In the correction on the Huntington Beach desalination article, which body does it say was pushing for the Seafloor Infiltration Gallery option?

# Quoted passage
※ ※ ※

[CORRECTION: August 7, 2016 5:35 pm]
It’s been brought to our attention in the comment section of this article that there’s an error in this post. Although pro-Poseidon group OC WISE funded the Seafloor Infiltration Gallery (SIG) study and found that a SIG would harm aquatic and benthic life, it’s actually in the best interest of Poseidon to prove this. It shows that an SIG is too expensive for how taxing it’ll be on the environment, demonstrating that it’s an impractical solution for water. It was the Coastal Commission, rather than Poseidon (as we stated) that was pushing for the option for the SIG. With results that state an SIG is scientifically unjustified, it paves the path for Poseidon to argue to the Coastal Commission that taking from the ocean directly is a better option. The outcome of this study is, then, a calculated chess move for Poseidon.
It doesn't take a whole lot of common sense to understand that the proposed desalination project in Huntington Beach is going to harm the environment. The marine life that inhabits the marshland by the smoke stacks along PCH will be impacted by the construction of the plant, causing hundreds, if not thousands, of habitats to be destroyed. Aquatic life will experience the harmful effects of the plant once the facility is operating and sucking water out of the ocean, killing plankton and other crucial microscopic life.

※ ※ ※

# Information given
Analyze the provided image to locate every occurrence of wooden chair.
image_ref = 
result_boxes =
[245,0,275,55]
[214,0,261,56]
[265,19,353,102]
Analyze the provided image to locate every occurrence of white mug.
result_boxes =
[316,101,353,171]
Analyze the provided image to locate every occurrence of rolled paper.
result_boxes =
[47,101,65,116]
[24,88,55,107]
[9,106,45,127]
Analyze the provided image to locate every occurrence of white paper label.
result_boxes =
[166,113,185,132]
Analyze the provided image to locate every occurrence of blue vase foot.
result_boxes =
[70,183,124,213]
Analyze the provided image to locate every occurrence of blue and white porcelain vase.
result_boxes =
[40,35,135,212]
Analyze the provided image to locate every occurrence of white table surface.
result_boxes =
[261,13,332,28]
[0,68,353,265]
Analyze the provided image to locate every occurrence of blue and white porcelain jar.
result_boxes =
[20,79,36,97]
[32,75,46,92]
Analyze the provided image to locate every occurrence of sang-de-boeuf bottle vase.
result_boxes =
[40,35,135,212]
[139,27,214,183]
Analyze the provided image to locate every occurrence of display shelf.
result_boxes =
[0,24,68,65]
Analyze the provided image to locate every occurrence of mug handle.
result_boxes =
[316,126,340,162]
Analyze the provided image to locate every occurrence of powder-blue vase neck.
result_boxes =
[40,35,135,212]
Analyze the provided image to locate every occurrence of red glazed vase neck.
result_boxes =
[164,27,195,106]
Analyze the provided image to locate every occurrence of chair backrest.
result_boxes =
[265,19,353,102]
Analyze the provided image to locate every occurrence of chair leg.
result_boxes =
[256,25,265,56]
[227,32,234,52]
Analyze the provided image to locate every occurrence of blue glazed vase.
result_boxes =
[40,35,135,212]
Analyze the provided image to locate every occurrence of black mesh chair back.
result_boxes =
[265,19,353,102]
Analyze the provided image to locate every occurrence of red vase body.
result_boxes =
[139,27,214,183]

※ ※ ※

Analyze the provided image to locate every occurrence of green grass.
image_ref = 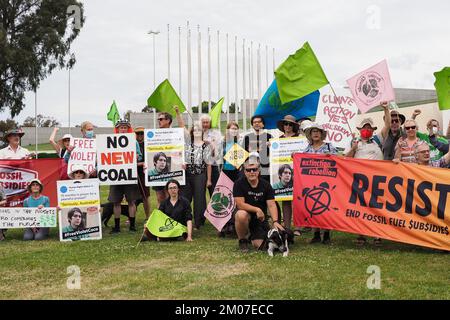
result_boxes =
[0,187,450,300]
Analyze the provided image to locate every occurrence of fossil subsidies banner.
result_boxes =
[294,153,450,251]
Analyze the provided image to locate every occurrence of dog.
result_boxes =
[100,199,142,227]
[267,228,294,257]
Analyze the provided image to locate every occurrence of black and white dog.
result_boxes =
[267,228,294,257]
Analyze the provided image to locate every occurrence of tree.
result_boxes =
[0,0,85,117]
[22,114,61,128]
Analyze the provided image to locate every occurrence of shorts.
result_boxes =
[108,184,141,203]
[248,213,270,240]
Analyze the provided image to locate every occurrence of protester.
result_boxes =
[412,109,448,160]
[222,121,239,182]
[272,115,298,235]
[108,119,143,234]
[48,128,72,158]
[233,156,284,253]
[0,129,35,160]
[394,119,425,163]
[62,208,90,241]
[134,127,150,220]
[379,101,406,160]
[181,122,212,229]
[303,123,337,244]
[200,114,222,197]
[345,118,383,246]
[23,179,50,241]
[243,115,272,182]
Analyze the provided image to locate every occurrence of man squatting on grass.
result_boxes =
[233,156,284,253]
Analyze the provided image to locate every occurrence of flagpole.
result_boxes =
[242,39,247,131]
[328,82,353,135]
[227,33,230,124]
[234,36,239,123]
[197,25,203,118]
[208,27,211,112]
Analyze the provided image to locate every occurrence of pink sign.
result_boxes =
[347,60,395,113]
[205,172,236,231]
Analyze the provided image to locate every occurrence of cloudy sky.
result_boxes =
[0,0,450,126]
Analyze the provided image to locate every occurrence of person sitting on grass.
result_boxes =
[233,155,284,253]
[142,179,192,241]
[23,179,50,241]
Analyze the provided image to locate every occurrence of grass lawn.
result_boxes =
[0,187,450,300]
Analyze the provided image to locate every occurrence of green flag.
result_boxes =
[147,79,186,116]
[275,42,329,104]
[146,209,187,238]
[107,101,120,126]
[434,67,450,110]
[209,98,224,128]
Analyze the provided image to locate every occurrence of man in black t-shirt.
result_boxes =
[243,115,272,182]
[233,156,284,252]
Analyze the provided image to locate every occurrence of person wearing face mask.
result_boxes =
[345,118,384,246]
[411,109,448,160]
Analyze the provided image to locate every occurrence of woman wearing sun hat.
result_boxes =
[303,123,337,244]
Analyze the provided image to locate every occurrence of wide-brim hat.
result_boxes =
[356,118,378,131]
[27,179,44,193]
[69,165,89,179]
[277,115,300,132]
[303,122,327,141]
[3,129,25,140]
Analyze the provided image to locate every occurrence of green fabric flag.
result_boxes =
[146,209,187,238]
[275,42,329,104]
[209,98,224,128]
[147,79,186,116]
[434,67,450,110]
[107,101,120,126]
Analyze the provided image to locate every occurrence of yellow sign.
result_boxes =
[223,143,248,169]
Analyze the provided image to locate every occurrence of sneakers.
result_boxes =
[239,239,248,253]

※ ※ ※

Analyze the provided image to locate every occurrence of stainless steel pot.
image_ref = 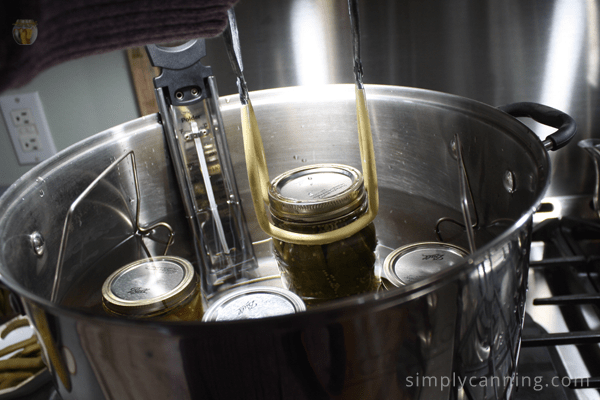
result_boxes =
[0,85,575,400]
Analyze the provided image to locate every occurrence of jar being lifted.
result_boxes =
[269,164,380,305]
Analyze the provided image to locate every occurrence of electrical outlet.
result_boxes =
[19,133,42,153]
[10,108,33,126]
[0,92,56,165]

※ ※ ※

# Solution for this exercise
The Coastal Commission.